- Born: 30 September 1810 Scotland
- Died: 19 September 1863 (aged 52)
- Occupations: Botanist and writer
- Relatives: James Wilson (uncle)

= Henrietta Wilson =

Scottish botanist and writer (1810–1863)

Henrietta Margaret Sym Wilson (30 September 1810–19 September 1863) was a Scottish botanist and writer in the nineteenth century.

Henrietta Margaret Sym Wilson was born Henrietta Margaret Lyon Wilson on 30 September 1810 in Scotland. Her father, Andrew Wilson, was the brother of zoologist James Wilson. After Henrietta's mother died, she was taken in by her grandmother Margaret Sym Wilson.

By 1833, Henrietta Wilson had moved into her uncle James' house near Edinburgh to care for his invalid wife. After her uncle's wife died in 1837, Henrietta took over running his house and family.

**SUPPLIED MATERIAL:**
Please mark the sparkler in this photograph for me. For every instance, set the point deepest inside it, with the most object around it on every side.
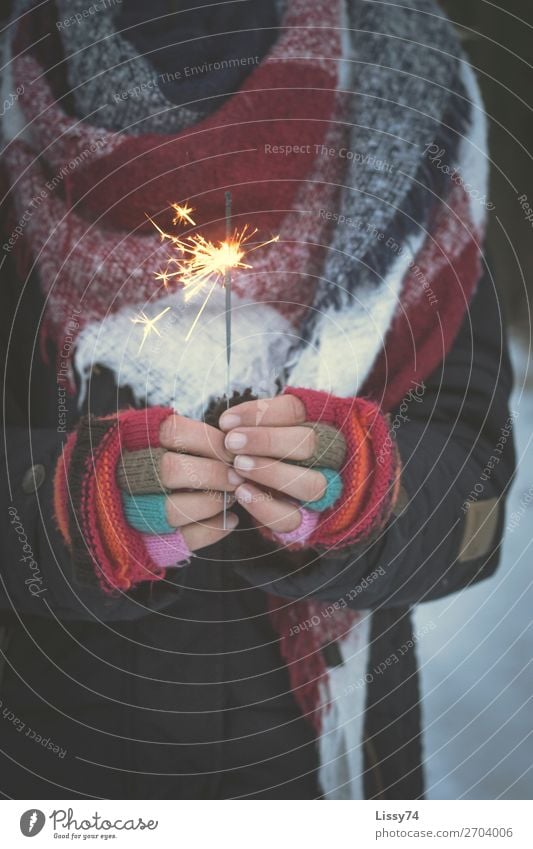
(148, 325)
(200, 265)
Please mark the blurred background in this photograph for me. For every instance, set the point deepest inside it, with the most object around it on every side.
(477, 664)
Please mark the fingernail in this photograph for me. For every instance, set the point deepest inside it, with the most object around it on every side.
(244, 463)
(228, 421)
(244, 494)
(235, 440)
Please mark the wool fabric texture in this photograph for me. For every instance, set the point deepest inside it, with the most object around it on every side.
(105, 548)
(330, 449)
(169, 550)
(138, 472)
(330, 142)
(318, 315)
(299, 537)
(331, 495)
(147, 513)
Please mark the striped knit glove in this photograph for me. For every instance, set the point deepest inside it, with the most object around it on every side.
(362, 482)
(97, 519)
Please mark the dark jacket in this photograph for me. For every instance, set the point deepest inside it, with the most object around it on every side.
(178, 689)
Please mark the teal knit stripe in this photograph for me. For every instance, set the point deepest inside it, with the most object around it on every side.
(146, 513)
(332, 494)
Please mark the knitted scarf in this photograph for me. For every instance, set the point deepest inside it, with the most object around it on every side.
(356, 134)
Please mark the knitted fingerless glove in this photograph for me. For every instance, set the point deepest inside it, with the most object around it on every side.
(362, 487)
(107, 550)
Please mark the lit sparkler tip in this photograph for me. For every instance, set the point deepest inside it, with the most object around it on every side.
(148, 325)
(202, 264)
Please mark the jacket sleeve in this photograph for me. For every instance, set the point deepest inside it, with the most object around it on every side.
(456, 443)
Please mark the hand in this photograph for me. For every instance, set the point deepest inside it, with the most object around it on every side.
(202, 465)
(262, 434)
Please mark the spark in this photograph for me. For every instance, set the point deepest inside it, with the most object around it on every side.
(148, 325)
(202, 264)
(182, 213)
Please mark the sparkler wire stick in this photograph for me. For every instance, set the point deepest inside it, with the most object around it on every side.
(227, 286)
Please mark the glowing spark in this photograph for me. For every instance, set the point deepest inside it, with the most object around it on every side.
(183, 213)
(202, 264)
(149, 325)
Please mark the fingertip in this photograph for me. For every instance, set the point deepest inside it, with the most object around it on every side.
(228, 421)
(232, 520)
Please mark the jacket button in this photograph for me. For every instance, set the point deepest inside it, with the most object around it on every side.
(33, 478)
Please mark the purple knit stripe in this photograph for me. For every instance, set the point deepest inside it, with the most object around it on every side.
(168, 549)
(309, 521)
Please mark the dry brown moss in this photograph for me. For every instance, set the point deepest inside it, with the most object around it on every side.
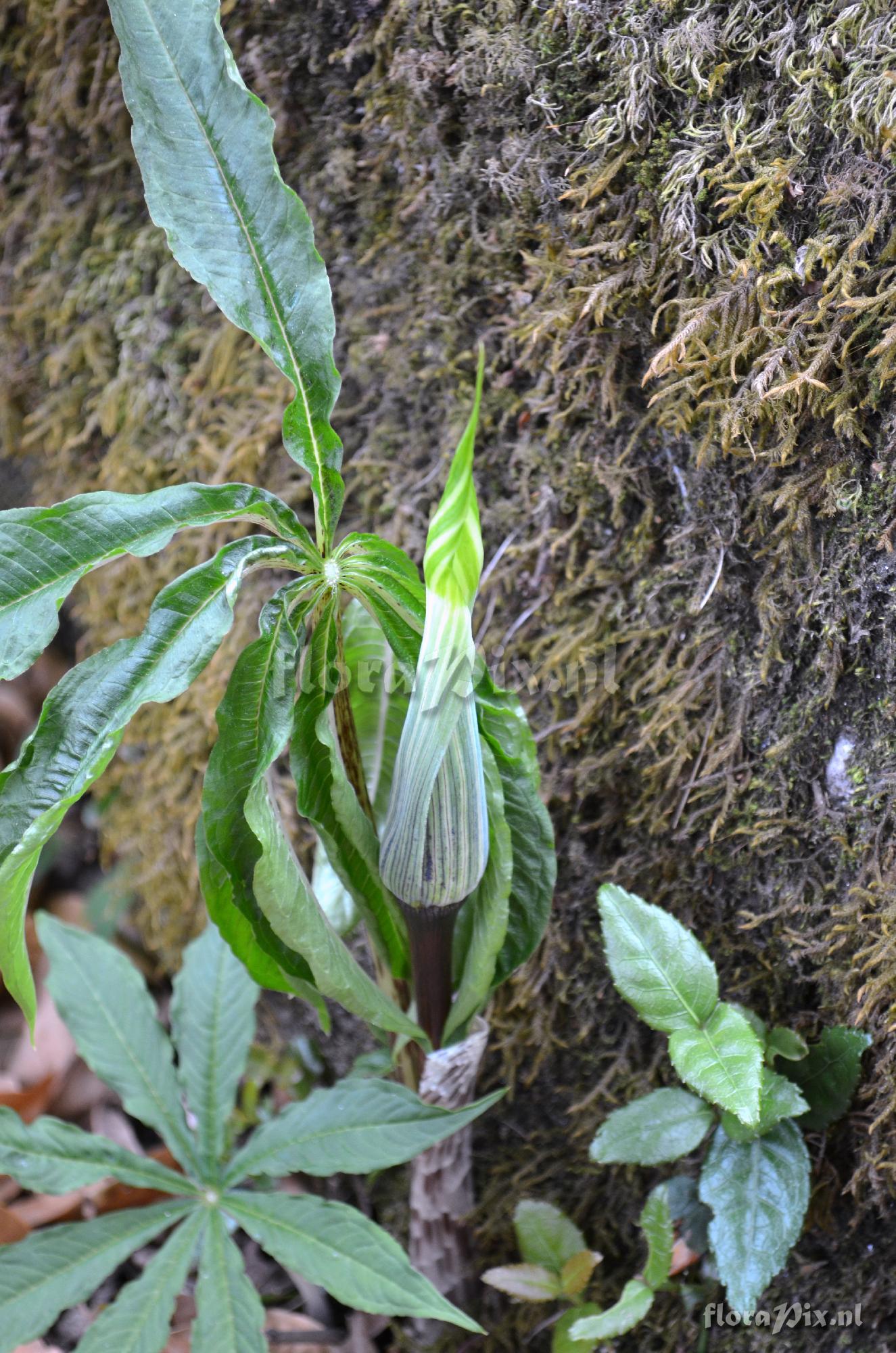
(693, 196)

**TASKS FOR THIS EXERCISE:**
1. Replace "grandmother" with "aunt" in the Henrietta Wilson biography, writing out again everything from "- Occupations: Botanist" down to "Margaret Sym Wilson.".
2. Continue the Henrietta Wilson biography from the point where it stops.
The rows are separate material from the Henrietta Wilson biography.

**OUTPUTS FOR THE TASKS:**
1.
- Occupations: Botanist and writer
- Relatives: James Wilson (uncle)

= Henrietta Wilson =

Scottish botanist and writer (1810–1863)

Henrietta Margaret Sym Wilson (30 September 1810–19 September 1863) was a Scottish botanist and writer in the nineteenth century.

Henrietta Margaret Sym Wilson was born Henrietta Margaret Lyon Wilson on 30 September 1810 in Scotland. Her father, Andrew Wilson, was the brother of zoologist James Wilson. After Henrietta's mother died, she was taken in by her aunt Margaret Sym Wilson.

2.
Whilst looking after her uncle's family, Wilson wrote several books. Little Things was published anonymously in 1851 and was also published in German. Things to be Thought of was published anonymously in 1853. Homely hints from the Fireside was initially published anonymously in 1858 or 1859, and then under her name in 1860.

Wilson also campaigned for qualified nurses to help poorer families if the mother fell sick. She asked that the proceeds of her last book, The Chronicles of a Garden: its Pets and Pleasures (1863) be donated to the campaign.

Wilson never married, and died of heart disease on 19 September 1863.